Text extract
start

# Hope beyond hell by Gerry Beauchemin



## Mayflower (Jun 26, 2009)

Is anyone familiar with the next auther and book:

Hope beyond hell by Gerry Beauchemin
http://www.hopebeyondhell.net/

If you read the reviews on that site and also amazon, than this book has become the "standard" book on defense on universelism.
Many orthodox christians have turned from the orthodox view on eternal damnation to universalism by reading this book.

The auther has been missonary for many years, he describes himself with the follow words:

"....Let me be specific about my faith. I accept God’s love as most believers do, and God’s power and sovereignty as any staunch Calvinist. Jesus came in the flesh, lived and died for our sins, was resurrected, and is coming again. He is the only begotten Son of God, the only way of salvation. Christ and the Father are one. All things have been made by Him, for Him, and through Him. I worship Christ as I do the Father. In fact, I magnify His deity more than most, as I believe He fully destroys the devil’s works and accomplishes all His will for mankind! (Do you?) Only almighty God could do that. His blood is the only power in all the universe that cleanses from sin. Jesus Christ is Lord!..."

I could not find any critical reviews from reformed theologions or any orthodox christian which deals specifik with this book.

-----Added 6/26/2009 at 02:58:17 EST-----

Qoute:

"...God loves all people everywhere, without distinction or exception, with an unfailing love. There are no restrictions to His love. Christ died for all people - each and every person that ever lived. If you truly believe His love to be unlimited and unfailing, then choose your own term to describe it. It’s not about religious labels, it’s about God..."

One thing is clear for me, namely that Gerry Beauchemin gives a right understanding concerning unlimited atonement, namely that the blood has been effecting everybody. If you believe as 5 piont calvinst in limited atonement (like me) than the blood has also been effective but only towards Gods elected.


----------



## JonathanHunt (Jun 26, 2009)

Yes I am familiar with him. A friend tried to persuade me by asking me to read his book.

It is garbage.

Here is something by a greek scholar (a friend) who helped me out on the subject:



> Mr Beauchemin starts the section of his book 'pillars' with the word Aion. He focuses on Matthew 25.46. He admits that if it means what it says, his entire thesis is dead. However, he propounds the view that the entire Christian world since the year dot has been wrong and that all the greek scholars who translated the Bible were also wrong.
> 
> Of course, the word used in Matt 25.46 is not Aion (which indeed means fixed age) but Aionos. This adjective means 'eternal', whatever the book claims. Second, you don't get the meaning of a word by doing a word study of some other word in some other language that sometimes gets translated by your word. That's absurd. Third, many of the examples he gives of olam are verses where aionos is not used to translate olam in the LXX. Jonah 1:17, for example. Fourth, meaning is derived from context. Clearly, in context, the punishment of the wicked lasts as long as the righteous have life since the adjective aionos is the same for both. If we did have the option of translating the verse "And these will go away into punishment of limited duration, but the righteous into a life of limited duration," which translation would make the most sense in context?
> 
> ...



Being charitable, I would say that for this man, the traumatic experience of missions work, facing a situation where he was unable to comfort a person whose relative was likely in hell, has driven his diversion from the truth. neccessity is the mother of invention.


----------



## Jimmy the Greek (Jun 26, 2009)

I've never heard of him. He's not a theologian. Maybe his book is not seen as deserving a scholarly Reformed response. His supposed "Christian" universalism is nothing new, nor, I would suppose, are his arguments.

However, if he has some unique arguments and his book indeed becomes popular, then I would hope to see some Reformed answers come out.


----------

end

Segmentation labeling entries
start

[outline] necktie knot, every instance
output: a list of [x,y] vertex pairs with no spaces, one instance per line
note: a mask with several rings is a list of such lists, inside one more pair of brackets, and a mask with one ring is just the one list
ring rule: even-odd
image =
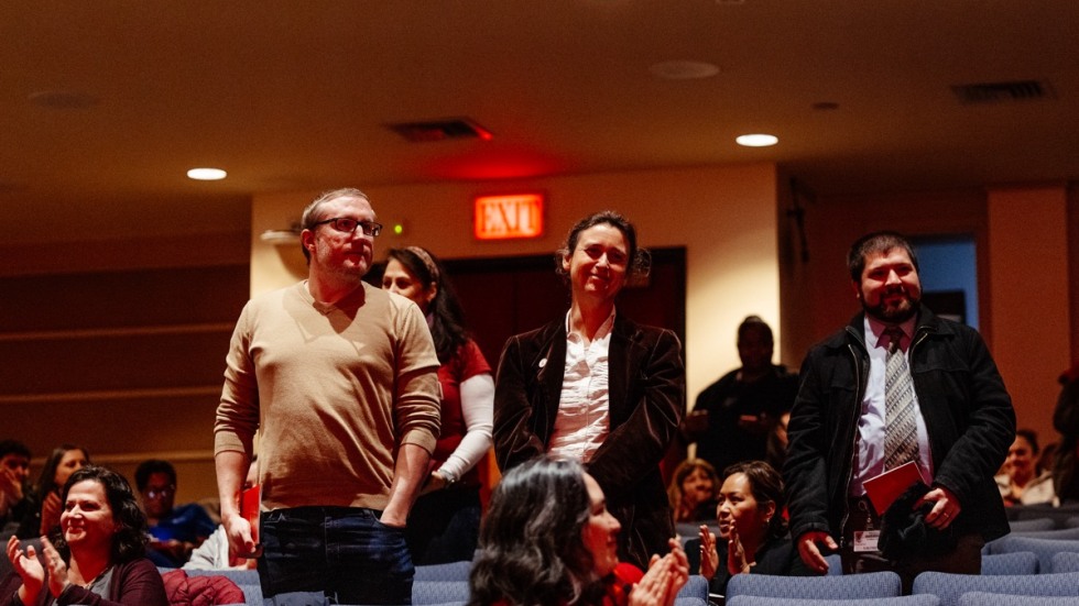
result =
[[903,329],[900,327],[889,327],[884,329],[884,334],[887,335],[887,352],[895,353],[900,349],[900,343],[903,341]]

end

Instructions
a: Answer these questions from the thread on Hope beyond hell:
(i) What has the book's author been for many years, according to Mayflower?
(ii) Which verse does the quoted Greek scholar say Mr Beauchemin focuses on?
(iii) What would Jimmy the Greek hope to see if the book becomes popular?
b: Please rewrite the part of the thread on Hope beyond hell that opens with the words "Being charitable, I" and closes with "Greek (Jun 26, 2009)", replacing "traumatic experience" with "painful experience".
c: Decide whether each statement agrees with the thread on Hope beyond hell. Answer yes or no, and quote the deciding words:
(i) JonathanHunt says a friend asked him to read the book.
(ii) Mayflower found several critical reviews of the book by Reformed theologians.
(iii) Jimmy the Greek says he has read the book.

Task solutions
a:
(i) A missionary.
(ii) Matthew 25.46.
(iii) Some Reformed answers.

b:
Being charitable, I would say that for this man, the painful experience of missions work, facing a situation where he was unable to comfort a person whose relative was likely in hell, has driven his diversion from the truth. neccessity is the mother of invention.


----------



## Jimmy the Greek (Jun 26, 2009)

c:
(i) Yes: "A friend tried to persuade me by asking me to read his book."
(ii) No: "I could not find any critical reviews from reformed theologions or any orthodox christian which deals specifik with this book."
(iii) No: "I've never heard of him."